## Extrait choisi
┌────────

9. Mais, dira quelqu’autre : Si le diable a été mis hors du cœur des fidèles, il ne doit plus tenter aucun d’entre eux ? Or, il ne cesse de tenter. Mais autre chose est de commander à l’intérieur, autre chose est d’attaquer au-dehors. La plus forte place peut être assiégée par l’ennemi, sans être, pour cela, emportée d’assaut ; et si quelques-uns des traits qu’il nous lance arrivent jusqu’à nous, l’Apôtre nous apprend à nous en garantir ; il nous montre, dans la foi, une cuirasse et un bouclier [14], et si quelque trait vient à nous blesser, il y a là quelqu’un pour nous guérir. Il est dit à ceux qui combattent : « Je vous écris ces choses, afin que vous ne péchiez point ». Il est dit également à ceux qui sont blessés« Et si quelqu’un a péché, nous avons un avocat auprès du Père, c’est Jésus-Christ le juste ; il est lui-même la victime de propitiation pour nos péchés[15] ». Que demandons-nous, en effet, lorsque nous disons « Pardonnez-nous nos offenses », sinon que nos blessures soient guéries ? Et que demandons-nous encore lorsque nous disons : « Ne nous induisez point en tentation[16] », sinon que celui qui nous tend des pièges et attaque notre cœur au-dehors ne puisse y pénétrer par ruse, ni s’en emparer à force ouverte ? Mais quelles que soient les machines qu’il dresse contre nous, tant qu’il ne possède pas la place de notre cœur où réside la foi, il est mis dehors. Mais si le Seigneur ne garde lui-même une cité, c’est inutilement que veille celui qui la garde [17]. Ne comptez donc pas trop sur vous-mêmes, si vous ne voulez pas voir rentrer dans votre cœur le diable qui en a été chassé.

└────────

## But de l'exercice
Reprenez le passage sur les attaques du diable contre le cœur des fidèles et prolongez-le à partir de sa dernière phrase. Les items ne servent pas à cet exercice.

## Données enregistrées
┌────────

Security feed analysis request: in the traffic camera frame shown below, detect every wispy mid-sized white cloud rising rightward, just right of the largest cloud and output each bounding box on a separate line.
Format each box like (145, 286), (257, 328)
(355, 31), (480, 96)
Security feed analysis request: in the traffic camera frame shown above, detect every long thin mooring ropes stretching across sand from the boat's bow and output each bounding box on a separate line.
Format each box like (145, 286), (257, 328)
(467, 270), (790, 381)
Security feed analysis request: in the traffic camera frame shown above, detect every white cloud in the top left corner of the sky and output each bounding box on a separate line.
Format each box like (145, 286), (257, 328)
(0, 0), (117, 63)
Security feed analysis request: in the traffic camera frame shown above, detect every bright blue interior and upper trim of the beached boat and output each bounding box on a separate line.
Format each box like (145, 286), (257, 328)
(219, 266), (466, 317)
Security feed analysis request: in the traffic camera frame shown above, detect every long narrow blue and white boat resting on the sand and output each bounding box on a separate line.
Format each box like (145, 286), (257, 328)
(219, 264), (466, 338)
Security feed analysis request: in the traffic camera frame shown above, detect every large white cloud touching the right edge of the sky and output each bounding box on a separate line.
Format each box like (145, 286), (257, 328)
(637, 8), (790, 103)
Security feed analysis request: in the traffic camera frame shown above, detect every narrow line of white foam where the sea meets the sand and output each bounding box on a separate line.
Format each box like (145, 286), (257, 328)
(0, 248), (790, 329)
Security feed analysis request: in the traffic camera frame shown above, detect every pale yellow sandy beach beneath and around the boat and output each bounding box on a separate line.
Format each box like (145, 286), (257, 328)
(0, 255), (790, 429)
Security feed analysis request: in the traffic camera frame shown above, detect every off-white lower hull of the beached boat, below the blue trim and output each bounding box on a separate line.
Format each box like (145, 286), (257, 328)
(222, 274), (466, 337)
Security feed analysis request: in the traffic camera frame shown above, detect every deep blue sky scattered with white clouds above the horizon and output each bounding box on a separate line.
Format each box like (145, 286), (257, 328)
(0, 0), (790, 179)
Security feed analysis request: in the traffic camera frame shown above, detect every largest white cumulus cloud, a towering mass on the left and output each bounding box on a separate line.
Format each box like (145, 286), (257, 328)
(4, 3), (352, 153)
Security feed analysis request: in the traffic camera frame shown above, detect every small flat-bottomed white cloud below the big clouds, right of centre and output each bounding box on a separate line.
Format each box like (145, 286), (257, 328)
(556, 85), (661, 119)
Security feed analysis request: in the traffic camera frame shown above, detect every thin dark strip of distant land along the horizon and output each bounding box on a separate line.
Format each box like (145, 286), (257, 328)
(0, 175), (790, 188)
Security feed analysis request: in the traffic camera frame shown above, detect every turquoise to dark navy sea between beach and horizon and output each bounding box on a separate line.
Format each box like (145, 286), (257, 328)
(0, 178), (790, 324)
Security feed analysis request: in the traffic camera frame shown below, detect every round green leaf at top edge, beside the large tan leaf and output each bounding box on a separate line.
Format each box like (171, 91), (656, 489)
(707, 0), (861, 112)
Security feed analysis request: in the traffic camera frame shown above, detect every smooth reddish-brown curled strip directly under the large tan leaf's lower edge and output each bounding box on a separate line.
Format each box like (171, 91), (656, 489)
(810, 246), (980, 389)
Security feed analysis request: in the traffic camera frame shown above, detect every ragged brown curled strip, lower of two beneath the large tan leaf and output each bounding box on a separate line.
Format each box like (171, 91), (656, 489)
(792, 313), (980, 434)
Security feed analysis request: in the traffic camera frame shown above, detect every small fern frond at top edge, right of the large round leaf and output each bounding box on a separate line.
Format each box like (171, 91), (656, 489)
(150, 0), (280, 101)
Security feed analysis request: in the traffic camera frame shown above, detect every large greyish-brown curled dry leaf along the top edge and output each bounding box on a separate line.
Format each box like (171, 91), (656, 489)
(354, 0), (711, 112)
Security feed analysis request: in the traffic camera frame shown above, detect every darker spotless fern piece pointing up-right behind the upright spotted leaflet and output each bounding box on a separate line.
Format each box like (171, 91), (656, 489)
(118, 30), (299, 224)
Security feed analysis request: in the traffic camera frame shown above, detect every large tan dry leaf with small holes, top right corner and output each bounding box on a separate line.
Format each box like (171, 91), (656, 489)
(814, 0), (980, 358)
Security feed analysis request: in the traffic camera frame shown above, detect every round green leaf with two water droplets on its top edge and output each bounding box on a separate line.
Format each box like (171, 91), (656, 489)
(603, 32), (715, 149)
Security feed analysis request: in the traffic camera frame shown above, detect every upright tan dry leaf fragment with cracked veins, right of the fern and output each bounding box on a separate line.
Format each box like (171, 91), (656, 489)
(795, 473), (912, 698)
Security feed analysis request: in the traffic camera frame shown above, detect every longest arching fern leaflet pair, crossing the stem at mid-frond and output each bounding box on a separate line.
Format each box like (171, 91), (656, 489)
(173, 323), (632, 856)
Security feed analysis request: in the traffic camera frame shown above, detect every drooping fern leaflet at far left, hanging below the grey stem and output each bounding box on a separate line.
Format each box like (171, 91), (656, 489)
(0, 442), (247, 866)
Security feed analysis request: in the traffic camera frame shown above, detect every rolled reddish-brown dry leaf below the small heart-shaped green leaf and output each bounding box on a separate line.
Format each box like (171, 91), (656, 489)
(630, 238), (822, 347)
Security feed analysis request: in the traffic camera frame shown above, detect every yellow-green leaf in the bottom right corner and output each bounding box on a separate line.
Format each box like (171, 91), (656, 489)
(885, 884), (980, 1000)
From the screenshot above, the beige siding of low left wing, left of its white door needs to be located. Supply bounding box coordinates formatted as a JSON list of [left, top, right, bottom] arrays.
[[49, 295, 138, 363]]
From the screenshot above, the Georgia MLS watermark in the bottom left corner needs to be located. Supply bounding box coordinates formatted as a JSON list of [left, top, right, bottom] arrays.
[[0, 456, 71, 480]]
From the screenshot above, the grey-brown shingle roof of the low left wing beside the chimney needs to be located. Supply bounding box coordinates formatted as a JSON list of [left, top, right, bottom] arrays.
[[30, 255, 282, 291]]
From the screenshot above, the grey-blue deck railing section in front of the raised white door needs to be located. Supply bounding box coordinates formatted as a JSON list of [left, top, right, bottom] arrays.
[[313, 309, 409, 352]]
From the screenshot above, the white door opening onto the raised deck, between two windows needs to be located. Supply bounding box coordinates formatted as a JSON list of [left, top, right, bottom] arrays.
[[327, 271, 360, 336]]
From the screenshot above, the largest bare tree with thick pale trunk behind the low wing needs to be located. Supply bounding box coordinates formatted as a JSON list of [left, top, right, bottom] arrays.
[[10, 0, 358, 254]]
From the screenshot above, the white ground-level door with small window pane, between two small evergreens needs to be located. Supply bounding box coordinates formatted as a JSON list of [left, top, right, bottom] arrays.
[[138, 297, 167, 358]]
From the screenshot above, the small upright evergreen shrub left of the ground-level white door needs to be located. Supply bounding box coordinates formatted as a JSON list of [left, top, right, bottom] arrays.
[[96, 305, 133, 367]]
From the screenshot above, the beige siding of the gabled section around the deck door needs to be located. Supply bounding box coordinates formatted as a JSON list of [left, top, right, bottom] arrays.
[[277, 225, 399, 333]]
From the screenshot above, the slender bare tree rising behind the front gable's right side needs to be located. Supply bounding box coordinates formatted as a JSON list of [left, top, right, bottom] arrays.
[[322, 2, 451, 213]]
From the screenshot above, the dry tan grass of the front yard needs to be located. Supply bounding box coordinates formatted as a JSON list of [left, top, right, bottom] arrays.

└────────

## Résultat
10. Mais loin de nous la pensée d’appeler le diable prince de ce monde, en ce sens que nous le regardions comme gouvernant le ciel et la terre. Le monde ici désigne les méchants qui sont répandus par tout l’univers, comme on dit une maison pour désigner ceux qui l’habitent. Ainsi nous disons : C’est une bonne ou une méchante maison, non pas que nous voulions prononcer un éloge ou un blâme sur l’état des murailles et des toits ; nous ne prétendons alors qu’exprimer notre avis au sujet des mœurs bonnes ou mauvaises des hommes qui l’habitent. Le diable est donc appelé en ce sens : « Prince de ce monde » ; c’est-à-dire qu’il est le prince de tous les méchants qui habitent le monde. Par le monde on désigne aussi les bons qui, eux aussi, sont répandus dans tout l’univers ; c’est ainsi que l’Apôtre a dit : « Dieu était en Jésus-Christ, se réconciliant le monde [18] ».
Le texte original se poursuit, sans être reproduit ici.